[DOCUMENT SEGMENT]:
--- START ---
And not just any forever home. So many times I've said that Star would need to go to a very special adopter, one who would understand her issues and work with her in only positive ways, one who wanted a dog who was a bit of a project, one who had a lot of energy and would give her tons of exercise and spend time with her during the day, as she is much more manageable in the evenings if she hasn't spent the day in a crate.
She found exactly that! Over the weekend of the 23rd, Florian and I went on a little trip to NY and CT and decided to leave Star with another foster mom while we were away. Two days before we left, Star broke out of my yard--apparently by jumping up, reaching her paw over the gate, and undoing the latch (which was on the outside of the gate) and went after a neighbor's dog. No major harm done, but the neighbor was not too thrilled.
My little Houdini must have realized that she could be in trouble as a dog with no permanent home and a bite history on her record, because she somehow worked her magic on the universe and in the next few days I got emails from four people who fell in love with her online. It may also have helped that we had changed her name online to Suzie, as Star just wasn't seeming to pull in the adopters.
The first person I talked to was undeterred by anything I could tell him, but just seemed to grow more intrigued as I impressed upon him the project he would have on his hands. He loved how Star had such a resilient spirit after all she's been through, and she reminded him of his recently departed black pittie mix, who also was not the most easygoing sort. And, his wife is a personal trainer and wants a little high-energy companion to go on runs with her.
Florian and I went off on our trip, the adopter met Star at her temporary foster home, and it was love!
I had the pleasure of meeting this amazing couple last week, and we got a chance to go over how to work with Star's excitement and get her to be calmer when she sees other dogs. The strategy we discussed is BAT, Behavioral Adjustment Therapy, which I have explored but never formally implemented with a dog.
--- END ---
[EXTRACTED RECORDS]:
--- START ---
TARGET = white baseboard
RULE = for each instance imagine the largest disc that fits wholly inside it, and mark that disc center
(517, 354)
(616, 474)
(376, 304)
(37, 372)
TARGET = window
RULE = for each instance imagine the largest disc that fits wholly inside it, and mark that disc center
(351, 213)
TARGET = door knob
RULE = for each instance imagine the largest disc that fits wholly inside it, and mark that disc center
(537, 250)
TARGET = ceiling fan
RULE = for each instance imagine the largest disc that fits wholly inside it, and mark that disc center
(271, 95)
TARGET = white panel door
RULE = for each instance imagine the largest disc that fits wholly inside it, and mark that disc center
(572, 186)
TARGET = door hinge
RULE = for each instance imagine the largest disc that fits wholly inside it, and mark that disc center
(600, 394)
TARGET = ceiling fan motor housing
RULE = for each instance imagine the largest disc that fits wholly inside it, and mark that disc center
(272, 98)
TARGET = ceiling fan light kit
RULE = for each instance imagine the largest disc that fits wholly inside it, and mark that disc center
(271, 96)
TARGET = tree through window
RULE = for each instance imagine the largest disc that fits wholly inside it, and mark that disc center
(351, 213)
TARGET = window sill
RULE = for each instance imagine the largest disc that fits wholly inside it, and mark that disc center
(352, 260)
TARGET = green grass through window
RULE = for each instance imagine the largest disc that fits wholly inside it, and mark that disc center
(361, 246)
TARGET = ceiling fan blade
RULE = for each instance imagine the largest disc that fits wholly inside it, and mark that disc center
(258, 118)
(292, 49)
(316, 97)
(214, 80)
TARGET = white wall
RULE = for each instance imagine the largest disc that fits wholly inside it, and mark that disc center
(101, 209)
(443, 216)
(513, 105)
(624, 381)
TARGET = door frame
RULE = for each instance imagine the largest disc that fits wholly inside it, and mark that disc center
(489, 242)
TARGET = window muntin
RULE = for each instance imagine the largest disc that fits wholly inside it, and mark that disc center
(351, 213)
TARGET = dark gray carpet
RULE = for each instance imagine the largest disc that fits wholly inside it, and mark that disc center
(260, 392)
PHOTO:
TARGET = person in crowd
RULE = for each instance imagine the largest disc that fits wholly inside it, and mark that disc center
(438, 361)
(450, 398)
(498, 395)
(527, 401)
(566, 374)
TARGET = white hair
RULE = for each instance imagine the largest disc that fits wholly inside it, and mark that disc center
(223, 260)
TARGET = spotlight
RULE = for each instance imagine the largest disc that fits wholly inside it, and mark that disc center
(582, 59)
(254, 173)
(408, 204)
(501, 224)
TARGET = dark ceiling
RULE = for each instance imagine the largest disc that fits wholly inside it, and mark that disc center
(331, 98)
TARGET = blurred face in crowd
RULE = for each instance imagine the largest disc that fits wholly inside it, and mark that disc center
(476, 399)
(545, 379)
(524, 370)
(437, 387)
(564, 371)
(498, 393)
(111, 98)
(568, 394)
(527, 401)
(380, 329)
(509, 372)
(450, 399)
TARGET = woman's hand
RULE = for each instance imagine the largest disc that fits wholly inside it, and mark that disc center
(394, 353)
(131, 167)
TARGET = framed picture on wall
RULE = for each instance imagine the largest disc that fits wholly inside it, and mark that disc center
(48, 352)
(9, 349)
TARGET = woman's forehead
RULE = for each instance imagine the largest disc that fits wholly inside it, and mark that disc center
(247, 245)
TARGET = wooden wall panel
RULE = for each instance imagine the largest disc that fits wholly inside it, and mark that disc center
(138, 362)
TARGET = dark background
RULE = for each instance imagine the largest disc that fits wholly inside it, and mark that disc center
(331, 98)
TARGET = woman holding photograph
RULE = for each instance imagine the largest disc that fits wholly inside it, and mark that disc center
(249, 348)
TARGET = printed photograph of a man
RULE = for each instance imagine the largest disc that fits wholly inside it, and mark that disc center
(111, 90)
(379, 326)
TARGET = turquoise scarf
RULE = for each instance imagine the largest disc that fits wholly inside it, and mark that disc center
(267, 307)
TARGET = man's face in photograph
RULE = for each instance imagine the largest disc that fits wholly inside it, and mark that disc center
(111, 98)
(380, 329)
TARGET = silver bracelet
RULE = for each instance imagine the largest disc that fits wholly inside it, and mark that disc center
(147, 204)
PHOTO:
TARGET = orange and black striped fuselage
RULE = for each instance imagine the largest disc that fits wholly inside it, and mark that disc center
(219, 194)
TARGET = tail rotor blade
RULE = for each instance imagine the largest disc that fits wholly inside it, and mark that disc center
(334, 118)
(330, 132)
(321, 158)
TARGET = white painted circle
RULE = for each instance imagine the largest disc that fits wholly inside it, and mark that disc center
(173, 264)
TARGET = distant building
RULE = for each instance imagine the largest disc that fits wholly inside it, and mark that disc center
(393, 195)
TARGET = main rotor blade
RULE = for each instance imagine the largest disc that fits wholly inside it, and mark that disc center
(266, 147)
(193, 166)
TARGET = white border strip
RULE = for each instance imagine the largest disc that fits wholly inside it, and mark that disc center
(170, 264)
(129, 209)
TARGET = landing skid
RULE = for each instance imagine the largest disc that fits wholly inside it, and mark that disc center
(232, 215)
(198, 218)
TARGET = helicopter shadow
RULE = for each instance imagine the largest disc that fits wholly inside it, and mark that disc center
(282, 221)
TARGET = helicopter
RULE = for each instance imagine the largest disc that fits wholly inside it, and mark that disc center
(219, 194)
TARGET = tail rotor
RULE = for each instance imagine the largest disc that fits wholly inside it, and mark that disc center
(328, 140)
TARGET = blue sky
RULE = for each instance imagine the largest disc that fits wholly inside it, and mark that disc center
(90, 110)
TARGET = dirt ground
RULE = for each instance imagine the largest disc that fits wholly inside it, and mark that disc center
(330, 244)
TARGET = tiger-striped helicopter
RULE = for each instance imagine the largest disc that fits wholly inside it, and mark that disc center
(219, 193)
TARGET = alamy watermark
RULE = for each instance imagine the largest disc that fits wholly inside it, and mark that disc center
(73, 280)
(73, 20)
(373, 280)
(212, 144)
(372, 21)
--- END ---
[WORK REQUEST A]: List every quality that the story about Star's adoption says her adopter would need.
[WORK REQUEST B]:
Please answer these questions from the story about Star's adoption:
(i) How many people emailed about Star after she broke out of the yard?
(ii) What is the adopter's wife's job?
(iii) What does BAT stand for?
[WORK REQUEST C]: Write the next part of the story about Star's adoption, starting after its last sentence.
The records come from a different source than the story about Star's adoption.

[RESPONSE A]:
- Would understand her issues
- Would work with her in only positive ways
- Wanted a dog who was a bit of a project
- Had a lot of energy and would give her tons of exercise
- Would spend time with her during the day

[RESPONSE B]:
(i) Four
(ii) She is a personal trainer.
(iii) Behavioral Adjustment Therapy

[RESPONSE C]:
The wonderful trainers Alison and Marika, who have worked with Star in the past, demonstrated the steps for working with frustrated greeters--and I would say that both Star and Fozzie fall into that category.
It was a thing of beauty to see how quickly Star was able to calm down!
Of course, it helped that Alison had some peanut butter on hand.
I believe Star will progress so quickly in a home with dedicated parents who love her little joyful spirit, will spoil her and have fun with her and have no other little monsters to distract them, and are armed with some great techniques to help Star gain more mastery over her impulses. Her adopters report that she is doing great in her new home, exploring and settling in and curling up in a tiny ball in bed with them.
Star was really a special little foster dog and one I got especially attached to despite--or maybe because of--her behaviors and energy. I know that I have a "type"...the petite female dogs who snort and snore a lot, and the ones who tend to get in a lot of trouble.
But I also know that Star is not the last of that type I will know, and that maybe someday I'll foster another little scrappy snorty pup and that one will end up staying. Right now it is wonderful to know that Star is in a home that can keep up with her, and that with the attention and care she'll get there she will blossom into a happy, healthy young woman...and maybe even one who is less of a troublemaker.